Task brief: Return nothing but the lines from the line containing "Where can you see the cupped" through the last line of the records, reproduced exactly.

Records excerpted from a collection
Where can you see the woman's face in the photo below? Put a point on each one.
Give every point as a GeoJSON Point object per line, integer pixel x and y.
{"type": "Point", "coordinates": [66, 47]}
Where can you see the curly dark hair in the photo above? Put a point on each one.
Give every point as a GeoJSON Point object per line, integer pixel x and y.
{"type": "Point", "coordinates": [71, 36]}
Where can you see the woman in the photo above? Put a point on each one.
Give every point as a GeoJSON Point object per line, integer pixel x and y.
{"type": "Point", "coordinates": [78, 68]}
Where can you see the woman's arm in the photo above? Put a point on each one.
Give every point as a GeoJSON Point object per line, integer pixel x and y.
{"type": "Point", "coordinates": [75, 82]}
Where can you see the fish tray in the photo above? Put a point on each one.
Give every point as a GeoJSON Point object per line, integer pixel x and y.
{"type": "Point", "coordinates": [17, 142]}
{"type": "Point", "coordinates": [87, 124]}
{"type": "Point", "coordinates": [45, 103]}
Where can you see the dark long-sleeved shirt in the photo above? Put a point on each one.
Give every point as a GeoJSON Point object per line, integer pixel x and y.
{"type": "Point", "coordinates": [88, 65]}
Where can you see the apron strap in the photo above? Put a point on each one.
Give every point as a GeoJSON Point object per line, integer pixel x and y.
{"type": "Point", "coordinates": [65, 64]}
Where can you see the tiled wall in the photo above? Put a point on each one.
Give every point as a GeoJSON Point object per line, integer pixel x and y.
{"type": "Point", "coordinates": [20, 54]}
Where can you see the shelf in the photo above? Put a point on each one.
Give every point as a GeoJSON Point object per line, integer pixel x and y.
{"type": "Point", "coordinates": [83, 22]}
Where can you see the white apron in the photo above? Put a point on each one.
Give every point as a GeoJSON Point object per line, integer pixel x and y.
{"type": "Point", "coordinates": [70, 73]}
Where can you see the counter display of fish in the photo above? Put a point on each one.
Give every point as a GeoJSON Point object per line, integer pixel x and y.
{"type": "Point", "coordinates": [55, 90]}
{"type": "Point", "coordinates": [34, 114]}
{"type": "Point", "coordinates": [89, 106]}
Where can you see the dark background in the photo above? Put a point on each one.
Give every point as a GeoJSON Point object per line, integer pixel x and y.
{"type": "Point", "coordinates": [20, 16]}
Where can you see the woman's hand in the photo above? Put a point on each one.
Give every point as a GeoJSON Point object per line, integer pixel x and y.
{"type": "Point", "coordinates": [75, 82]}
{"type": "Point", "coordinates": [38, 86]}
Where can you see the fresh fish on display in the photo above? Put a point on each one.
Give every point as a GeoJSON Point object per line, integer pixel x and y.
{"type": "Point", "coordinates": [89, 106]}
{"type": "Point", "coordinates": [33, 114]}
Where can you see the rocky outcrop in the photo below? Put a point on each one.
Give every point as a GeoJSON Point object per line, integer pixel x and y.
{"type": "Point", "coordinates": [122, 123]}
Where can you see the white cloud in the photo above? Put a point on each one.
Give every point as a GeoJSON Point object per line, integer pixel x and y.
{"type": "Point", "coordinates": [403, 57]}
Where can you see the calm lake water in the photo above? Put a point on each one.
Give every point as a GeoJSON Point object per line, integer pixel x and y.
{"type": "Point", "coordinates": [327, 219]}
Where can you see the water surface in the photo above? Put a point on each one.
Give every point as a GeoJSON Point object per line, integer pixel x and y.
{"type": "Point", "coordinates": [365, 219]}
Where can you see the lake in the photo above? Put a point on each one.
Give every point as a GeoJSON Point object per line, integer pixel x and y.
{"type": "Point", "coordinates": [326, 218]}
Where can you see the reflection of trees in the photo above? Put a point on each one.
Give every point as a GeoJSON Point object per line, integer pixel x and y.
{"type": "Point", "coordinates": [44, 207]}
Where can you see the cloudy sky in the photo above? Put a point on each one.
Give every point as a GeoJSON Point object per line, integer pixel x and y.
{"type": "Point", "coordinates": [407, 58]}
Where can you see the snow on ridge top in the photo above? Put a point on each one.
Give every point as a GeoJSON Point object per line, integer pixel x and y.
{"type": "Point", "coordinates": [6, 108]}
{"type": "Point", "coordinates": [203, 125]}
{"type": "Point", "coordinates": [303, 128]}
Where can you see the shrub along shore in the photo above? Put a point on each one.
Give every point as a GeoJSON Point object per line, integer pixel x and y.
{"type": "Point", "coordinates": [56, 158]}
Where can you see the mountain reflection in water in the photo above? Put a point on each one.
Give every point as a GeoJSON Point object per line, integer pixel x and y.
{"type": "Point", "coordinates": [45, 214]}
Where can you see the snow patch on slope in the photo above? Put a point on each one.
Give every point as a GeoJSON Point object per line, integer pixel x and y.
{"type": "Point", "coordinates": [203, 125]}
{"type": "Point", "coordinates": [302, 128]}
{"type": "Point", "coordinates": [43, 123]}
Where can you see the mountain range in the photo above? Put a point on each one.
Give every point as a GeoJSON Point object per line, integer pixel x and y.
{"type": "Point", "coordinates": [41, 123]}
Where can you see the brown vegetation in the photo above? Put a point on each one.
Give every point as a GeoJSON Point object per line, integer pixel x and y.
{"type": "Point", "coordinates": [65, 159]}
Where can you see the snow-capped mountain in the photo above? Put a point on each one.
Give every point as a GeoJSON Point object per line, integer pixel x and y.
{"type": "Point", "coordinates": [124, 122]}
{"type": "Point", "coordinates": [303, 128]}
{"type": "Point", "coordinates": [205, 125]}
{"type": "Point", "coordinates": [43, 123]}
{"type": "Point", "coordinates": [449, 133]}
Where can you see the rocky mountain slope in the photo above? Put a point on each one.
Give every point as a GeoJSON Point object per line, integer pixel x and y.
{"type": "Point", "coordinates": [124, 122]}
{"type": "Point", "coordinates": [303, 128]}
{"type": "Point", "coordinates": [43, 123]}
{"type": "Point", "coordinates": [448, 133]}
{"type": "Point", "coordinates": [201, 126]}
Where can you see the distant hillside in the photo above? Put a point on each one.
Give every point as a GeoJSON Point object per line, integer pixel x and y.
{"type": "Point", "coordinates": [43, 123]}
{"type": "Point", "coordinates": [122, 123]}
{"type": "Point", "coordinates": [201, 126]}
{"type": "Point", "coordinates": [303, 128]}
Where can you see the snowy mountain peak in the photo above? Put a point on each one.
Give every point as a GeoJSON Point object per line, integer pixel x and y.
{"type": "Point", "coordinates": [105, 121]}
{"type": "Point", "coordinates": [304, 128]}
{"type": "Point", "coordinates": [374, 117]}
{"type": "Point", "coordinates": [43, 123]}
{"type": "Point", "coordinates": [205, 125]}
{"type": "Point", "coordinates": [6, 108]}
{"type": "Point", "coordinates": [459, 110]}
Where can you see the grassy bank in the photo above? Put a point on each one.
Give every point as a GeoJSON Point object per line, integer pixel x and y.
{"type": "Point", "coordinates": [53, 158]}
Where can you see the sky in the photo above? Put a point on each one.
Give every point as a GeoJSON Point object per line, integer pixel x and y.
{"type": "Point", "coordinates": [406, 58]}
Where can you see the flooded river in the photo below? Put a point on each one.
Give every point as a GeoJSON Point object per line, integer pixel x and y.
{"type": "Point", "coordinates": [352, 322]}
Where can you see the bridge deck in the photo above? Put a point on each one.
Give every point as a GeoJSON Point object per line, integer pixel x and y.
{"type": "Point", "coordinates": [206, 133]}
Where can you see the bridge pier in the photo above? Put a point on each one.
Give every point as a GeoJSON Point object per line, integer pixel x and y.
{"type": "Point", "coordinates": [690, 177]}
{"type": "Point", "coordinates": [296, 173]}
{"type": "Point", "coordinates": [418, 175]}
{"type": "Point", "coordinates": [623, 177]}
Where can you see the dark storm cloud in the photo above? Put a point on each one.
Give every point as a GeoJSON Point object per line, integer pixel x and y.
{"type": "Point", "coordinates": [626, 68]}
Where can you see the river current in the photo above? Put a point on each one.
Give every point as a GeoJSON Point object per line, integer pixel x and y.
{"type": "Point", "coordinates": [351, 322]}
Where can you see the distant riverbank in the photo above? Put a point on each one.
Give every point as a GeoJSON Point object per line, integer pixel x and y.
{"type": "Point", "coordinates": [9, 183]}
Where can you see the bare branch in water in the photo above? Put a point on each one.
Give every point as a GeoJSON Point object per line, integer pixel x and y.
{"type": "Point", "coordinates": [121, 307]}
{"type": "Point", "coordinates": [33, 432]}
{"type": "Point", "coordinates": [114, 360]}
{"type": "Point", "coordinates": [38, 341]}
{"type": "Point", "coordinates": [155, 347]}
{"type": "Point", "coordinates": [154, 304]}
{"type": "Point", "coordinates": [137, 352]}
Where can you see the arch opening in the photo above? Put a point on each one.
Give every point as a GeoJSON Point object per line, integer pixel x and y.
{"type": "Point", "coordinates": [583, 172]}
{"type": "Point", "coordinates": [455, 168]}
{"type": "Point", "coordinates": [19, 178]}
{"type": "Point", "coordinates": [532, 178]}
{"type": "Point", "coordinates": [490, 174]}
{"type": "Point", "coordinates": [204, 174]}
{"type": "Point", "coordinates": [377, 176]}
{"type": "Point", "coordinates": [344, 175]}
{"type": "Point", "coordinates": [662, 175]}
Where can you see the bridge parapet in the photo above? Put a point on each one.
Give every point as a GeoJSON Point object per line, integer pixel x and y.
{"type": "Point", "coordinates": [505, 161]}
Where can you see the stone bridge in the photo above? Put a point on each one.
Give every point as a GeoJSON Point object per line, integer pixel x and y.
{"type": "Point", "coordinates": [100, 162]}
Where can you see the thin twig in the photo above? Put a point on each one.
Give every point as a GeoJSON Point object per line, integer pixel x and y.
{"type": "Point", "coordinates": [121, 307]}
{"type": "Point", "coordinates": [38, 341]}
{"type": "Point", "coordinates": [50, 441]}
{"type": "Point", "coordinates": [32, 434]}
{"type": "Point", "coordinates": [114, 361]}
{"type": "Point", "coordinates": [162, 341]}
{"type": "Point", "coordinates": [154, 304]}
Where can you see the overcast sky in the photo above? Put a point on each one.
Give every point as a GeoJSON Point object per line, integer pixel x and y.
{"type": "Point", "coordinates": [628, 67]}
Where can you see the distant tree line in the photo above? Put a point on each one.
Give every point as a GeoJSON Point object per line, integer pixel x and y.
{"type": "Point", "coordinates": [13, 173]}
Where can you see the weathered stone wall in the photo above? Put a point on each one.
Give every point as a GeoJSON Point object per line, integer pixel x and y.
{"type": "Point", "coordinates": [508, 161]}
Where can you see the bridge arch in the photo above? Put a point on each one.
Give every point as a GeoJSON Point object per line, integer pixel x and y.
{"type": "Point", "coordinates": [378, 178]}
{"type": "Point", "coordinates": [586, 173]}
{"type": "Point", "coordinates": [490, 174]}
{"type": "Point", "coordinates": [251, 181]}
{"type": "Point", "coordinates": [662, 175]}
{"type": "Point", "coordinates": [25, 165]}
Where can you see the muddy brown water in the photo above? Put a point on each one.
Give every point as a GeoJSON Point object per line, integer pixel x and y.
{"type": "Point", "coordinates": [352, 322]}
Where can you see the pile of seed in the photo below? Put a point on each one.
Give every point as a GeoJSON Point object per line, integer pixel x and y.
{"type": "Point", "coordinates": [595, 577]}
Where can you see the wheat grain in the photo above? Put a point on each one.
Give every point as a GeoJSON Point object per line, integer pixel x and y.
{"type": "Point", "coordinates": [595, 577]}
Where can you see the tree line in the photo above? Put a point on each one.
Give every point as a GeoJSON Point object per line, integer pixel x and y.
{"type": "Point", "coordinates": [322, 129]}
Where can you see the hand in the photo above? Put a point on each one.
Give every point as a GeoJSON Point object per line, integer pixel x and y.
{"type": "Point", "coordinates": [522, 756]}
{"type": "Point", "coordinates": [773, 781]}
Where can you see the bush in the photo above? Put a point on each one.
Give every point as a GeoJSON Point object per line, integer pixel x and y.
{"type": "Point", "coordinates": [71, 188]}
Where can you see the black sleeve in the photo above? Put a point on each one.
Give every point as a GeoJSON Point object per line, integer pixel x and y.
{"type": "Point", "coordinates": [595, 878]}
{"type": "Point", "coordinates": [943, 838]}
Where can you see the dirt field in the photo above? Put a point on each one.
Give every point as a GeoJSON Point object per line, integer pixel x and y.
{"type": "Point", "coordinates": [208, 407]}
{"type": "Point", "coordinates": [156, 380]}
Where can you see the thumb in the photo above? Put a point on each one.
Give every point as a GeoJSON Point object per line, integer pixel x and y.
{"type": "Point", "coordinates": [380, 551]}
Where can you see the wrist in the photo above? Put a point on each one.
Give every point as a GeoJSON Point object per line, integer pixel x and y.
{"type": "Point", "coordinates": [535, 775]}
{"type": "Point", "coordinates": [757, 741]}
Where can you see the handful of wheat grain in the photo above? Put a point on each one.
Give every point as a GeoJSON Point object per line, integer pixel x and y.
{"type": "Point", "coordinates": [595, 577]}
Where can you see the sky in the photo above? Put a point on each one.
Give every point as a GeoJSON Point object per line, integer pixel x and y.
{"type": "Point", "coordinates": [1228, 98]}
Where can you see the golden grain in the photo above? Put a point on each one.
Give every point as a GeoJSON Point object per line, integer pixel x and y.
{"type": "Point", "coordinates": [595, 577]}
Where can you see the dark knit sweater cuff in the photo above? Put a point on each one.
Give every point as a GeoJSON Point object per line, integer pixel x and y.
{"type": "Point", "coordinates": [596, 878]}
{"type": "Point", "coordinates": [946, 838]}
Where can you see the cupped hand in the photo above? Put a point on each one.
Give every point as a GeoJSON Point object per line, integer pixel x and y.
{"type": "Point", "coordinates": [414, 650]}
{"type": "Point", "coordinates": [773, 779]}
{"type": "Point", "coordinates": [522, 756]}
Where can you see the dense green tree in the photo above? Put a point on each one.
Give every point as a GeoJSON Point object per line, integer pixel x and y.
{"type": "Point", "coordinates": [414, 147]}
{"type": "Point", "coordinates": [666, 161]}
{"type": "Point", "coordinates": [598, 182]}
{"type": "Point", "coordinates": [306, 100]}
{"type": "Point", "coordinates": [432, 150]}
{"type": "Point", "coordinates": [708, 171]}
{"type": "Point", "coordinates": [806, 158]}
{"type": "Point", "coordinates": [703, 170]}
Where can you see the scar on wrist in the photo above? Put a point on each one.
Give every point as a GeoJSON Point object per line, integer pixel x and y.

Output for this task:
Where can you see the cupped hand in the photo above? Put a point on each one.
Give every point as a GeoJSON Point object per line, integer pixel x and y.
{"type": "Point", "coordinates": [414, 650]}
{"type": "Point", "coordinates": [773, 779]}
{"type": "Point", "coordinates": [522, 756]}
Where can you see the dense green tree in the photo above? Put a point on each one.
Give every point as a GeoJSON Point object per line, integer pixel x and y.
{"type": "Point", "coordinates": [414, 147]}
{"type": "Point", "coordinates": [666, 161]}
{"type": "Point", "coordinates": [598, 182]}
{"type": "Point", "coordinates": [306, 100]}
{"type": "Point", "coordinates": [432, 150]}
{"type": "Point", "coordinates": [708, 171]}
{"type": "Point", "coordinates": [806, 158]}
{"type": "Point", "coordinates": [703, 170]}
Where can you see the scar on wrist in the photo above? Put a point on each one.
Give every point as a GeoJSON Point object per line, integer pixel x and y.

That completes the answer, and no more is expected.